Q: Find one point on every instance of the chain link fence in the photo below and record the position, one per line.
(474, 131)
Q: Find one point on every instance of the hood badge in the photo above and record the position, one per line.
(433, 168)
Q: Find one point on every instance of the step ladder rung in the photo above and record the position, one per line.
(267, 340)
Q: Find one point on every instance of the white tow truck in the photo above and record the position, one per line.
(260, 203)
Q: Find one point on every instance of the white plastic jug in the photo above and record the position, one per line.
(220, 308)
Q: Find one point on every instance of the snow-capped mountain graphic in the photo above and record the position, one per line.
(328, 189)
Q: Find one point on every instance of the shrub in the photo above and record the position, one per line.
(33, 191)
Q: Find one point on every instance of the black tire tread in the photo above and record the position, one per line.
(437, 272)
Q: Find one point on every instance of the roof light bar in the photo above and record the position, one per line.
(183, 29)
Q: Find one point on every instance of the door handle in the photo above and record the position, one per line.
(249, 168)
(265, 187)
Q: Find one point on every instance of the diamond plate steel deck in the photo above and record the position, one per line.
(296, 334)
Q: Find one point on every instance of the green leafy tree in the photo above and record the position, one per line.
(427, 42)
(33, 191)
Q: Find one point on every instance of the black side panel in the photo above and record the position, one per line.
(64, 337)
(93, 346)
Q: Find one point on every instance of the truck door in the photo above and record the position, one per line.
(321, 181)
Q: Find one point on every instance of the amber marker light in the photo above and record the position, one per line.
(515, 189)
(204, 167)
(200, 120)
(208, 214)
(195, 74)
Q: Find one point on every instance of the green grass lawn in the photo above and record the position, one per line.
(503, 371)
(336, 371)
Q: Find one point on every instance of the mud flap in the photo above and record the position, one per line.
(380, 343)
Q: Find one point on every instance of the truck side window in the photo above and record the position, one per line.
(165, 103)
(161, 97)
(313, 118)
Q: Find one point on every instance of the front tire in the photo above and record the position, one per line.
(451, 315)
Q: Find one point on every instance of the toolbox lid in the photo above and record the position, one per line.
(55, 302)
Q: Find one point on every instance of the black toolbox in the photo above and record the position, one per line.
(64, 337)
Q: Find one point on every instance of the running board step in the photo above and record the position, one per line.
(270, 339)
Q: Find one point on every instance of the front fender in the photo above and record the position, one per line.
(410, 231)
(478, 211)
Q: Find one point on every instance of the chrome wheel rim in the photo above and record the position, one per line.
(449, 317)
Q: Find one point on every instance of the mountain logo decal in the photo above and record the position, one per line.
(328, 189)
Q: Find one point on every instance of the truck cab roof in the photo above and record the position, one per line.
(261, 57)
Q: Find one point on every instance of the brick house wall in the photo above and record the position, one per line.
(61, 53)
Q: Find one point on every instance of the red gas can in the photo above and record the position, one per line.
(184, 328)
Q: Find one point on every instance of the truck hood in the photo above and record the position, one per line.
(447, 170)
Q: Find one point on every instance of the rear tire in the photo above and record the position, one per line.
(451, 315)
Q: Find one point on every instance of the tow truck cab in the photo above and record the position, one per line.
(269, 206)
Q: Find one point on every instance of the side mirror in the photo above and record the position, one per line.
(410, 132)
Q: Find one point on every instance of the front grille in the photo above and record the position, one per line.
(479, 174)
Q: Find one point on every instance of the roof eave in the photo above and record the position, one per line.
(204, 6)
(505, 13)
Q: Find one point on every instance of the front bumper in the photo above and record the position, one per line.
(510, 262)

————————

■ To do:
Every line from the line containing "Q: Find one point on every instance of the chrome" to the last line of the material above must be repeated exactly, and no other line.

■ Exercise solution:
Q: Find one point on every instance of the chrome wheel rim in the photo above and record the position, one per line.
(449, 317)
Q: Find one point on every instance of the mountain logo decal in the photo above and record the position, one per line.
(328, 189)
Q: Find one point on every instance of the truck cab roof in the photo above and record the position, one per line.
(261, 57)
Q: Find one point on every instance of the brick house wall in the photo above and record the position, one per line.
(61, 53)
Q: Find one point on every instance of the red gas can in the photo above and record the position, one per line.
(184, 328)
Q: Find one point on every instance of the truck hood in the photo above and record the position, one per line.
(447, 170)
Q: Find one point on every instance of the rear tire in the photo above and record the position, one per line.
(451, 315)
Q: Find one point on every instance of the tow truck cab in the photo above and record the position, one per line.
(269, 206)
Q: Find one point on every instance of the side mirror in the photo above and record the position, one per line.
(410, 132)
Q: Find one point on every instance of the front grille in the photo above and record the position, one per line.
(479, 174)
Q: Find one point on every instance of the roof eave in the photo above and record the position, one per line.
(204, 6)
(505, 13)
Q: Find one point on every instance of the front bumper in the photo above and record the position, one per line.
(510, 262)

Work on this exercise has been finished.